**YOUR ASSIGNMENT:** Set the pictures aside and set down only the lines from the line holding "Query: pale sky" through the end of the entries below, ends included.

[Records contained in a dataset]
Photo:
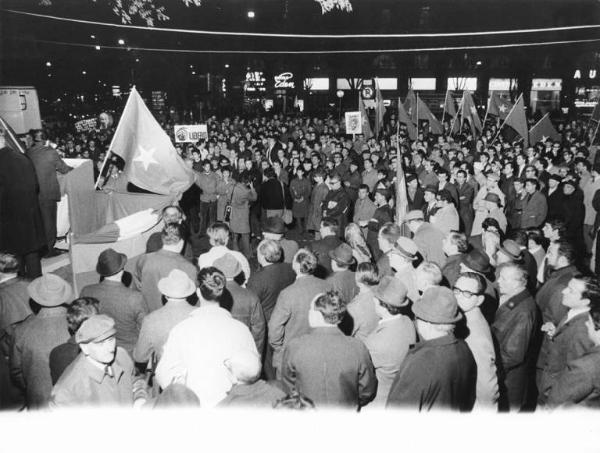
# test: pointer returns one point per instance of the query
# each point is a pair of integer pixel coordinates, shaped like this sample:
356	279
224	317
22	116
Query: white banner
353	123
190	133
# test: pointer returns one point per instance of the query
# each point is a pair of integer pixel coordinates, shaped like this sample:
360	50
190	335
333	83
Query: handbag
287	214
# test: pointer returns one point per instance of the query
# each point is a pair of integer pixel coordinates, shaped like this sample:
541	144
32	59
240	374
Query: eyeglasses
464	292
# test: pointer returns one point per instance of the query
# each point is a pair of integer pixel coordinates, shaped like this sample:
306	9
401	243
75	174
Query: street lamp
340	95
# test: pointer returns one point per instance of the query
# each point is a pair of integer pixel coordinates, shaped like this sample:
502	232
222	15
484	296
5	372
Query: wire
354	51
306	36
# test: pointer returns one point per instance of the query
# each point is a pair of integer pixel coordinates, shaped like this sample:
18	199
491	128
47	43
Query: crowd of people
308	269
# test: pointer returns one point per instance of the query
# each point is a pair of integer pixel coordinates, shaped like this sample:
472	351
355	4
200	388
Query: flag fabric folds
498	106
151	161
469	112
543	130
518	121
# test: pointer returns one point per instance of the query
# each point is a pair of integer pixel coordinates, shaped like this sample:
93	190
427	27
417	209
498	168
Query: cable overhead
305	36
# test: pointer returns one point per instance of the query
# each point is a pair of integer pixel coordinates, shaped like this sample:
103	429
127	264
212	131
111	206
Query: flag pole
113	139
498	133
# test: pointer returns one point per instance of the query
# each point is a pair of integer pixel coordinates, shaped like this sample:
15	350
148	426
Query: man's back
330	368
126	306
196	349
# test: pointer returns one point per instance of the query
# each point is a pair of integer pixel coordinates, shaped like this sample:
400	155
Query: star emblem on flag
145	156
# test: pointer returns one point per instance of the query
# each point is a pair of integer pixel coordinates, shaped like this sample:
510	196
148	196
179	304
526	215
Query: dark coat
436	374
21	227
321	249
330	369
579	382
268	282
513	330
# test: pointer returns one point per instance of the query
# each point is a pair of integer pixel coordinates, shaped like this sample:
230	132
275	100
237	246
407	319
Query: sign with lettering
353	123
285	80
190	133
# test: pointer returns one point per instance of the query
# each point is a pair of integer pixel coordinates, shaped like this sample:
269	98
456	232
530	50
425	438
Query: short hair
80	310
9	264
566	250
172	233
307	261
481	284
271	250
211	283
331	306
459	240
331	223
390	232
433	272
367	274
520	272
218	233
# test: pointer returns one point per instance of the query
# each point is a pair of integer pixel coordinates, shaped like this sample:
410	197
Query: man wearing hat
342	279
176	288
102	375
125	305
440	372
35	337
246	306
395	333
274	229
428	238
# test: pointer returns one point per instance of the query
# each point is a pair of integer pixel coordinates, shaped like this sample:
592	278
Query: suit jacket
268	282
436	374
569	342
47	162
514	330
151	267
388	345
321	249
247	309
330	368
126	306
290	315
535	209
429	241
345	283
579	383
34	338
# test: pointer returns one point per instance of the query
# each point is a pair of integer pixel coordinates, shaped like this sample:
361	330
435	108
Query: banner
353	123
190	133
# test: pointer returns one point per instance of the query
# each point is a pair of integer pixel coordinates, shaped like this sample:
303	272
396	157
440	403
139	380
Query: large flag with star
151	161
543	130
499	106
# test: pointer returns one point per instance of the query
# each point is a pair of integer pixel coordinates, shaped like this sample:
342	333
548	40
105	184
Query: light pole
340	95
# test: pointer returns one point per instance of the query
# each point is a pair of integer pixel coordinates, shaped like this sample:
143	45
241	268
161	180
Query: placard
190	133
353	123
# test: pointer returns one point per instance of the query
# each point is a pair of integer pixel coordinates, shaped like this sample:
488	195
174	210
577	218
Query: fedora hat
511	249
477	261
229	265
274	225
391	291
437	306
50	290
342	254
110	262
177	285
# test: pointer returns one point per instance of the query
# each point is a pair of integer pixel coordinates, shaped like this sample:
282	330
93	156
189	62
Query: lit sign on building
284	80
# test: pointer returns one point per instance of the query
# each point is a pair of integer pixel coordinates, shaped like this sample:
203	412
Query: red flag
498	106
469	112
543	130
405	119
379	109
366	126
151	161
518	121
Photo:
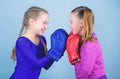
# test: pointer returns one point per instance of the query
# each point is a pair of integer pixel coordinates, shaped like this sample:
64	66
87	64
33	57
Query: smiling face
40	24
76	24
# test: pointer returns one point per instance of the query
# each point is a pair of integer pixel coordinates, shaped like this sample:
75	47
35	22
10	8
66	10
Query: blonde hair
32	12
88	17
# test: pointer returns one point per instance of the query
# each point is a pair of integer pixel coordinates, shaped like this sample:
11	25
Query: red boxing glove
72	47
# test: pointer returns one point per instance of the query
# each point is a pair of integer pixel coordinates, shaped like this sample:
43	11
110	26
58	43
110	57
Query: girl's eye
45	22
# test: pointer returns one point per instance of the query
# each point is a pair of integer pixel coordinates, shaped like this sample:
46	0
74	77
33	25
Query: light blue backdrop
107	26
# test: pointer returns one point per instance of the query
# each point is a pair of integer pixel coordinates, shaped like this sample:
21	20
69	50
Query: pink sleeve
88	57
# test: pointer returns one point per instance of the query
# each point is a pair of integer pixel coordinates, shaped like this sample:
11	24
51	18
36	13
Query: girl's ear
81	22
31	21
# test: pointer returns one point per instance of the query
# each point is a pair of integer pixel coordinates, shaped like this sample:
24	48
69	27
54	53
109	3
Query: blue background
107	26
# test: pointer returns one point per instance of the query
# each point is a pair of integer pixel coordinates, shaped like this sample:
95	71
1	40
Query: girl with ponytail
91	64
30	51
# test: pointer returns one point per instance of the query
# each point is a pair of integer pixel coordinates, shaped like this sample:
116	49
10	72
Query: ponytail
88	17
88	24
13	52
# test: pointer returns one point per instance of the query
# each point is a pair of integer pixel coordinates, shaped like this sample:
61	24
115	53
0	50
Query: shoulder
22	41
43	39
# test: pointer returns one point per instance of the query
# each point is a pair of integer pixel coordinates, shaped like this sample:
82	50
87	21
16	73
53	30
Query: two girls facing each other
82	45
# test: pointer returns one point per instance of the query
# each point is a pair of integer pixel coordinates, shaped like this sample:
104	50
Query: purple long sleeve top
30	59
91	65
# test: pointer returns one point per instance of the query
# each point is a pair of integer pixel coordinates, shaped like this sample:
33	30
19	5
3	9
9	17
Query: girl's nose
46	27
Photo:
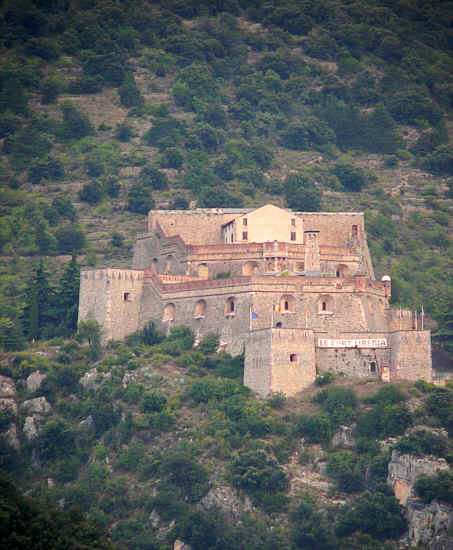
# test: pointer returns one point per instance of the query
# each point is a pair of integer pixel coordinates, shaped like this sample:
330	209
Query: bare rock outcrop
404	470
7	387
38	405
35	380
30	428
430	524
343	437
8	403
227	500
92	379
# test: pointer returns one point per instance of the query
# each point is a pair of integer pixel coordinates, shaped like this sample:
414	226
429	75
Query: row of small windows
245	235
286	305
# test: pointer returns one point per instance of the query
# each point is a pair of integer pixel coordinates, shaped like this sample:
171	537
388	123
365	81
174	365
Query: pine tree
38	315
68	299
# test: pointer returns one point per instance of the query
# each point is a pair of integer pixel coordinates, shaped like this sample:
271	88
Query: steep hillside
156	442
110	108
122	107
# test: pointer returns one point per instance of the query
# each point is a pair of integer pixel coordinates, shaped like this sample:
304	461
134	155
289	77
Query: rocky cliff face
404	470
428	524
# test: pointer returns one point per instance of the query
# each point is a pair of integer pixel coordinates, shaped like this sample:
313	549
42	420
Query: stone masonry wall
112	297
355	362
293	360
231	327
411	355
257	363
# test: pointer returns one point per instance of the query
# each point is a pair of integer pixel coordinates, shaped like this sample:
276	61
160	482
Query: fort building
295	291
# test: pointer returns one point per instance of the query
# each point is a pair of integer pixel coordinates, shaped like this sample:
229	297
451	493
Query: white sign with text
352	343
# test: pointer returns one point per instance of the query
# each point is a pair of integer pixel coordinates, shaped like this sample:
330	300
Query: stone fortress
295	290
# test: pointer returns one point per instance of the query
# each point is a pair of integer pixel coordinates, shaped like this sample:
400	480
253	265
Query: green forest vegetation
108	109
161	424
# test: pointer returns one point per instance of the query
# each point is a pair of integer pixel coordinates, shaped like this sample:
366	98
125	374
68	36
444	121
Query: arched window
200	309
203	271
169	312
230	307
325	304
250	268
169	264
341	270
287	303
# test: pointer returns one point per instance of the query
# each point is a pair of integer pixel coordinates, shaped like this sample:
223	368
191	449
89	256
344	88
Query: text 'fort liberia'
295	290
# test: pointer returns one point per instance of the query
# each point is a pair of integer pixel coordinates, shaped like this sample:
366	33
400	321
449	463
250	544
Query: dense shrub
316	428
70	239
49	169
153	178
311	132
76	125
339	403
345	468
352	178
211	388
258	474
437	487
57	440
153	401
311	530
180	469
302	193
91	193
384	420
377	514
422	442
139	200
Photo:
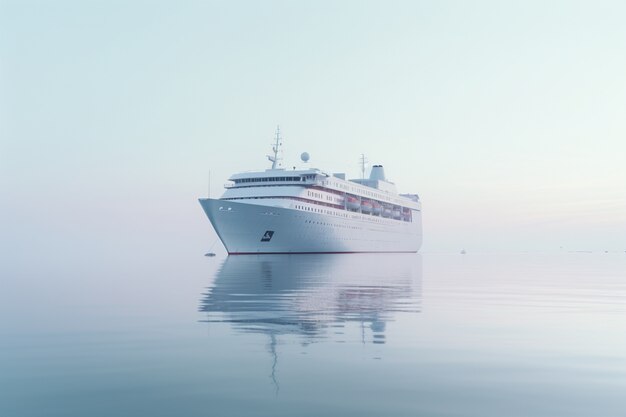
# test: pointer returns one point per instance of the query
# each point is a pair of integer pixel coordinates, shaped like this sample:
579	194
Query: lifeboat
352	203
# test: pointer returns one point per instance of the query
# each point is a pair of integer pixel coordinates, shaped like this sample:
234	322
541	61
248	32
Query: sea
429	334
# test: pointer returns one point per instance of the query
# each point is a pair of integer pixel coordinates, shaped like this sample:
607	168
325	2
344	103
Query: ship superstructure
311	211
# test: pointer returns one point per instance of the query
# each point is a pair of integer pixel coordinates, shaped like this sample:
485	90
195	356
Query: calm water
350	335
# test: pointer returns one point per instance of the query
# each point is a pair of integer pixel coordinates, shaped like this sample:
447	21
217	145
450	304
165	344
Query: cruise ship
308	210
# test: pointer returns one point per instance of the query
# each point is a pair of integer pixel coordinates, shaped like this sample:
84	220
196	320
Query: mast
275	147
362	161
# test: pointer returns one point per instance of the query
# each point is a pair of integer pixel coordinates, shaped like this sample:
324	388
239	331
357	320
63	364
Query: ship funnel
378	173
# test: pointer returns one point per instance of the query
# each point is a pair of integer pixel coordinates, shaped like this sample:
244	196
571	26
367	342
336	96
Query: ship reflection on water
316	298
314	295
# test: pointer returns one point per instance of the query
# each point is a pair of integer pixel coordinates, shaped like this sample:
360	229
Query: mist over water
363	335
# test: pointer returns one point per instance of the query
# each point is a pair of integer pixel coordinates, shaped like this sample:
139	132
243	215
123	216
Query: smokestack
378	173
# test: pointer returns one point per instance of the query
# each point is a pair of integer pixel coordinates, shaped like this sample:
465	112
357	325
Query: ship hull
247	228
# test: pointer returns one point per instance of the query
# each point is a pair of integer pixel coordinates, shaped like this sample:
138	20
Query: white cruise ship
310	211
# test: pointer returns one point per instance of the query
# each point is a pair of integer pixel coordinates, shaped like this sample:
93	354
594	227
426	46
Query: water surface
362	335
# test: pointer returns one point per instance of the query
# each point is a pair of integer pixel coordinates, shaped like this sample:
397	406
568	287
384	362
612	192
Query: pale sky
507	118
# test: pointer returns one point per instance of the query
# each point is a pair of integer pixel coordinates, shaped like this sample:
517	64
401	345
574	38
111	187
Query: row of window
268	179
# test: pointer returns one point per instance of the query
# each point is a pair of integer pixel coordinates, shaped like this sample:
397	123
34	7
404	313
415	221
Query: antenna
275	147
363	160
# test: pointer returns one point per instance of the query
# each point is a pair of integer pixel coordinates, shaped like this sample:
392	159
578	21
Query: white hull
243	229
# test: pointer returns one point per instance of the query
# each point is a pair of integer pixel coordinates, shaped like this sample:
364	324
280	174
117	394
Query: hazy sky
508	118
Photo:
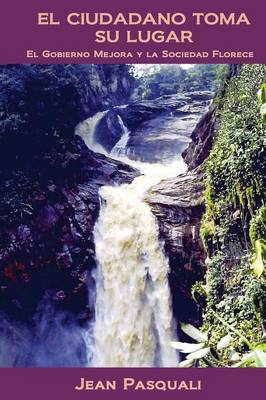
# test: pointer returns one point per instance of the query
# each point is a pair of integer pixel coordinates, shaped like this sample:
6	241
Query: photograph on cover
132	215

**OUTPUT OF THE EXERCISE:**
Query: pale sky
507	118
# test: pointer returns one point per instance of the query
# each point is a pair of integer pixel coordinates, shaped like this sample:
517	64
401	345
574	38
111	187
Query: row of window
268	179
# test: pointer returns one point per instance of the query
# each point is a pair of integer pixel coordinates, shaped like this sample:
397	123
34	7
404	313
415	221
Query: antenna
275	147
363	160
# test: pointer returns one point per instance of the query
# each point is a pair of integer pixel coordinates, shaped like this sample:
392	159
578	21
Query: white hull
243	229
# test: pointer returns one point per instance of the query
# each point is a pair of integer pixel coordinates, shaped like this sample:
364	324
280	174
117	394
Query: hazy sky
508	118
Photo:
# test: pointer returns one point per instance of the query
# each point is a pair of integer pixel coordinates, shaped like this sample:
6	241
Query: photograph on cover
132	215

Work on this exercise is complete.